▶ [REQUIREMENT]
Copy every one of the rows below word for word, keeping each line in its original order.

▶ [Stored rows]
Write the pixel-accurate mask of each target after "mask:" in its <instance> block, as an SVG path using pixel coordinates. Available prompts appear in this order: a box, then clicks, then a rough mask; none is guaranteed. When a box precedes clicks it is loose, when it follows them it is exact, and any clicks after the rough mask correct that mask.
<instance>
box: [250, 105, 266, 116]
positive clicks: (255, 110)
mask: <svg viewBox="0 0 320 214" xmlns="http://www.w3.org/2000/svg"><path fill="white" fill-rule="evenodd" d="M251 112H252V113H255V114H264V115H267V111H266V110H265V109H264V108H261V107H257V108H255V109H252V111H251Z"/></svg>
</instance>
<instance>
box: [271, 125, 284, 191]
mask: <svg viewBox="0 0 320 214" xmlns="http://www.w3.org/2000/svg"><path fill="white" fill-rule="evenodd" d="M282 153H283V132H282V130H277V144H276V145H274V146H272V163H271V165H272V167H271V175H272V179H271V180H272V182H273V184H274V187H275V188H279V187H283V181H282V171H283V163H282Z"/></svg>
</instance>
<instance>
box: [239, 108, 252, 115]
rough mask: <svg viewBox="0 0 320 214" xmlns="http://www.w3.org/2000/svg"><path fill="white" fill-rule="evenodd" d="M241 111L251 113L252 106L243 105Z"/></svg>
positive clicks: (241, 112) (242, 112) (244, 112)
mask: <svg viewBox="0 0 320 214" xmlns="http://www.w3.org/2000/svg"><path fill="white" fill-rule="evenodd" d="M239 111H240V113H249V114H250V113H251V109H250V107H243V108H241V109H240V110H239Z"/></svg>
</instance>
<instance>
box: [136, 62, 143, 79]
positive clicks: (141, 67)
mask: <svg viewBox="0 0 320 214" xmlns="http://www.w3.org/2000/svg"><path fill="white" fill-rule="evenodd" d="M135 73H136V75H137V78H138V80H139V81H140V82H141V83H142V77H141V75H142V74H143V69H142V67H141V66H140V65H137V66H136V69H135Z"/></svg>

▶ [ANSWER SPACE]
Write the pixel-accurate mask of each target after "mask:" in its <instance> block, as an SVG path using pixel coordinates. Available prompts appear in this order: a box, then clicks, then a rough mask; none is guaranteed. When a box precedes clicks it is loose, when it follows them it is exact, and any clicks after the rough mask correct that mask.
<instance>
box: [250, 105, 266, 116]
positive clicks: (255, 110)
mask: <svg viewBox="0 0 320 214" xmlns="http://www.w3.org/2000/svg"><path fill="white" fill-rule="evenodd" d="M251 112H252V113H255V114H264V115H267V111H266V110H265V109H264V108H261V107H257V108H255V109H252V111H251Z"/></svg>
</instance>
<instance>
box: [271, 125, 284, 191]
mask: <svg viewBox="0 0 320 214" xmlns="http://www.w3.org/2000/svg"><path fill="white" fill-rule="evenodd" d="M282 153H283V132H282V130H277V144H276V145H274V146H272V163H271V165H272V167H271V175H272V179H271V180H272V182H273V184H274V187H275V188H279V187H283V181H282V171H283V163H282Z"/></svg>
</instance>
<instance>
box: [239, 108, 252, 115]
rough mask: <svg viewBox="0 0 320 214" xmlns="http://www.w3.org/2000/svg"><path fill="white" fill-rule="evenodd" d="M241 111L251 113L252 106L243 105Z"/></svg>
positive clicks: (241, 112) (242, 112) (244, 112)
mask: <svg viewBox="0 0 320 214" xmlns="http://www.w3.org/2000/svg"><path fill="white" fill-rule="evenodd" d="M239 111H240V113H249V114H250V113H251V109H250V107H243V108H241V109H240V110H239Z"/></svg>
</instance>
<instance>
box: [136, 62, 143, 79]
positive clicks: (141, 67)
mask: <svg viewBox="0 0 320 214" xmlns="http://www.w3.org/2000/svg"><path fill="white" fill-rule="evenodd" d="M135 73H136V75H137V78H138V80H139V81H140V82H141V83H142V77H141V75H142V74H143V69H142V67H141V66H140V65H137V66H136V69H135Z"/></svg>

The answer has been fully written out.